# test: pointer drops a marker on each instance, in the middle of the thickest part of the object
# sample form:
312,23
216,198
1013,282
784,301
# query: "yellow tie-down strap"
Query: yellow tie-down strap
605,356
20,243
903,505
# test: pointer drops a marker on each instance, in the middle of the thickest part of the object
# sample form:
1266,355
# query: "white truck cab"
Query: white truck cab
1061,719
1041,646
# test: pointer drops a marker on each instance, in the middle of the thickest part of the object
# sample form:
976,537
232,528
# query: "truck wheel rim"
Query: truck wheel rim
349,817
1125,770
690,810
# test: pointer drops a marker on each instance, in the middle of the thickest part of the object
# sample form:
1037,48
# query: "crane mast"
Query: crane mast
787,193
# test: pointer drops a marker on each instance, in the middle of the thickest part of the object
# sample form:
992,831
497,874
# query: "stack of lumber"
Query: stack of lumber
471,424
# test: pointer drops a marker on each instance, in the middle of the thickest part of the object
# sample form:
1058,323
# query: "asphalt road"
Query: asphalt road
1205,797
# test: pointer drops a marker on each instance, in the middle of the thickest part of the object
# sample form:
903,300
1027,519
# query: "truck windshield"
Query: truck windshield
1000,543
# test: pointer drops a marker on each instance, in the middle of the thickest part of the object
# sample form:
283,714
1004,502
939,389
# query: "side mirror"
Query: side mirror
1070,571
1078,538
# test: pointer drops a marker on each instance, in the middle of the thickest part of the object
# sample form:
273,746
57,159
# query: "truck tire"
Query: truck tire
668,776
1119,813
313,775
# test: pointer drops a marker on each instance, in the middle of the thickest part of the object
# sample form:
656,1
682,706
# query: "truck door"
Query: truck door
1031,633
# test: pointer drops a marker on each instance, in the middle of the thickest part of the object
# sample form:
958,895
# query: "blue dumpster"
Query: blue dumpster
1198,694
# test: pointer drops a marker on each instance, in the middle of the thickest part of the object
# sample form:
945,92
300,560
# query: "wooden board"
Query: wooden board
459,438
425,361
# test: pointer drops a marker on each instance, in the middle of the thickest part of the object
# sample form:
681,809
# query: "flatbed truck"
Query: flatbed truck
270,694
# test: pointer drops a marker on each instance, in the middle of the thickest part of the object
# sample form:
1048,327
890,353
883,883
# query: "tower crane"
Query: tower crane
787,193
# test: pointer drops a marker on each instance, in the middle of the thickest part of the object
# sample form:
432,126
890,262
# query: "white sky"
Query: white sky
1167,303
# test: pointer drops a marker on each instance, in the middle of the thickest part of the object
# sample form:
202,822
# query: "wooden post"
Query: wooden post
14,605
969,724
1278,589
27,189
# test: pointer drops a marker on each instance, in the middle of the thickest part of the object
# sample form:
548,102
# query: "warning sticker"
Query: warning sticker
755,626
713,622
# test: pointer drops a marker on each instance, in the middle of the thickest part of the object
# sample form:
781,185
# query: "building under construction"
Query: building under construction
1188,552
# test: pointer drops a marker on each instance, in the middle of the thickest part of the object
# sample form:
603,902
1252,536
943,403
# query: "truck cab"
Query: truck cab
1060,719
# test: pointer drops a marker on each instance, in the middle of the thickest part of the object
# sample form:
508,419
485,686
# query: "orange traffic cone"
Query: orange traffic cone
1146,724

◇ ◇ ◇ ◇ ◇

TASK - Reproduce the material above, every line of it, exactly.

WRITTEN SOLUTION -
# test: pointer drops a marker on each instance, in the middle of the thickest part of the object
# sample form:
312,23
216,198
1013,282
784,301
# query: "yellow tie-down strap"
Query: yellow tie-down strap
605,356
20,243
903,505
# test: pointer drops a marker on each instance, in the middle of the thickest part of the object
# sample form:
1266,355
# query: "white truck cab"
Query: white truck cab
1061,719
1041,646
# test: pointer drops a marker on each instance, in the middle of the thickest part of the object
# sample form:
976,537
232,528
# query: "truck wheel rim"
Query: truck wheel rim
349,817
1125,770
690,810
# test: pointer drops a marker on each instance, in the middle of the thickest part of the object
# sample form:
1037,48
# query: "crane mast"
Query: crane mast
787,193
# test: pointer drops a marker on each instance, in the middle of the thickest part of the object
# sample form:
992,831
497,874
# query: "stack of lumber"
Query: stack of lumber
471,424
# test: pointer drops a marker on each instance, in the middle of the thickest part of the object
# sample form:
1058,323
# query: "asphalt road"
Query: asphalt road
1205,797
# test: pointer drops a marker on each instance, in the middle of the thickest part of the object
# sample form:
903,300
1027,519
# query: "truck windshield"
Query: truck windshield
1000,543
# test: pointer drops a marker on each instance, in the middle of the thickest part of the object
# sample form:
283,714
1004,502
939,389
# query: "side mirror"
Query: side mirror
1070,571
1078,538
# test: pointer drops a marker on each instance, in the middle of the thickest part of the object
# sample form:
273,746
57,159
# query: "truck tire"
Query: truck tire
668,776
1119,813
313,775
# test: pointer drops a marker on each instance, in the middle of the thickest part of the object
# sample form:
656,1
682,706
# query: "truck door"
Query: truck door
1031,633
# test: pointer drops a marker on each instance, in the middle of the thickest part of the object
# sample form:
958,895
# query: "blue dumpster"
Query: blue dumpster
1198,694
# test: pointer drops a marker on each instance, in the middle of the thickest part of the object
# sample form:
945,92
300,560
# query: "wooden board"
Query: wooden board
459,438
425,361
# test: pointer drops a marker on each instance, in the middle of the thickest part of the object
# sample form:
681,809
# query: "flatbed truck"
Query: flatbed truck
270,694
# test: pointer drops a marker on each instance, in the middle of the thickest part of the object
# sample form:
1048,327
890,353
883,883
# query: "tower crane"
Query: tower crane
787,193
# test: pointer drops a marker on each instance, in the middle of the thickest part of the object
# sample form:
432,126
890,262
# query: "white sky"
Query: white sky
1167,303
# test: pointer drops a marker on each instance, in the middle of the thickest part of the object
# sample form:
202,822
# query: "wooden post"
Query: wooden post
14,605
969,724
1278,589
27,189
# test: pointer drops a marker on each instance, in the middle of the thickest part of the object
# sample form:
548,102
# query: "warning sticker"
Query: warning sticker
755,626
713,622
# test: pointer drops a marker on each instance, in the middle of the thickest part of the object
# sample form:
781,185
# query: "building under construction"
Query: building under construction
1188,552
# test: pointer drops a marker on each instance, in the middle of the thickest part of the object
# sample form:
603,902
1252,536
943,403
# query: "truck cab"
Query: truck cab
1060,719
# test: pointer drops a marker on each instance, in the middle of the thickest part of the object
# sample form:
508,419
485,686
# query: "orange traffic cone"
Query: orange traffic cone
1146,724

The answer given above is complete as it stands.